The others at this party of bigwigs are mumbling to themselves, “If He knew what kind of woman this was He would not be allowing her to do this.”
But in God’s eyes, people who make big mistakes and cry sincere tears of repentance receive massive amounts of love and grace. This is why verse 47 underscores a significant truth: He who is forgiven much loves much.

Brad stated that if anyone should be most loving it should be him, for he has been forgiven much. But then , who amongst us has not?

If we are to be like Jesus, we need to become indiscriminate lovers of other people.

When the dinner party ended, the people there were asking, “Who is this man?” It’s a question people have been asking for more than two thousand years.

As noted earlier, Jesus stands at our heart's door, knocking, asking to be invited in. What will be your response?

Brad closed with a candid acknowledgement, “The fact that I am still loved by the creator of the universe still blows me away.” An apt introduction to our celebration of the Sacrament of the Lord’s Supper.

Reminder: Next Week Is Palm Sunday, the commencement of Holy Week.

Sunday, April 3, 2011

What’s Your One Step?

This morning we had with us a special guest, Karl Peterson, Covenant missionary to Mexico. Despite the dreariness outside, in part due to yet another late snow, the sanctuary is filled with a bright vibrancy as we prepare for worship.

We’re conducting a series of four meetings addressing aspects of the facilities, the first this afternoon at 4:00-6:00 and the second tomorrow evening at 6:00 p.m.

PROBLEM DETAILS = Reproduce the church notes word for word, from "This morning we" up to and including "prepare for worship.".

SUPPLIED INFORMATION =
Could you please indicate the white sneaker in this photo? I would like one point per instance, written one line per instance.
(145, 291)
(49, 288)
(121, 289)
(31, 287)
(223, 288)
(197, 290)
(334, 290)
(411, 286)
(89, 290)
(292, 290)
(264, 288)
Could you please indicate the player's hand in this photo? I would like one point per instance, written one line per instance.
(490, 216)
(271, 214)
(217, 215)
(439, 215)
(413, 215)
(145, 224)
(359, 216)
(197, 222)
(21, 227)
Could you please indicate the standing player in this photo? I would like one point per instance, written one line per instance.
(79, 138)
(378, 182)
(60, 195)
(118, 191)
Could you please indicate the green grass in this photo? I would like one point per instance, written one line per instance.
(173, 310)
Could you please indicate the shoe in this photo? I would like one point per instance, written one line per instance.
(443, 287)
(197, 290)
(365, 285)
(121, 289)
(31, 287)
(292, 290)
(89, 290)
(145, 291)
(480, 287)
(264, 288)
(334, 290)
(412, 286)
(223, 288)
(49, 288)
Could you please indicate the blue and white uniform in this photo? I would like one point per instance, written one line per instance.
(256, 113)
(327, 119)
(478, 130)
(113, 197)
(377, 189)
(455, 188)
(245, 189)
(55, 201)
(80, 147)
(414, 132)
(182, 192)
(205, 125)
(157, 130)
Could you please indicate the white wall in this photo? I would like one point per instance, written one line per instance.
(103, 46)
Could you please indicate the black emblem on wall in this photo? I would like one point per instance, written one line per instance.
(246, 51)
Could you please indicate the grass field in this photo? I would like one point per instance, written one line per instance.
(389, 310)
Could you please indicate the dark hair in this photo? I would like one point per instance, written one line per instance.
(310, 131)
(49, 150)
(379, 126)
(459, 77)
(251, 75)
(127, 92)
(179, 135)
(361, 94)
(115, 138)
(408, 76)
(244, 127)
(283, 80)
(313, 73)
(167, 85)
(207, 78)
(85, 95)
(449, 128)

WORKED SOLUTION =
This morning we had with us a special guest, Karl Peterson, Covenant missionary to Mexico. Despite the dreariness outside, in part due to yet another late snow, the sanctuary is filled with a bright vibrancy as we prepare for worship.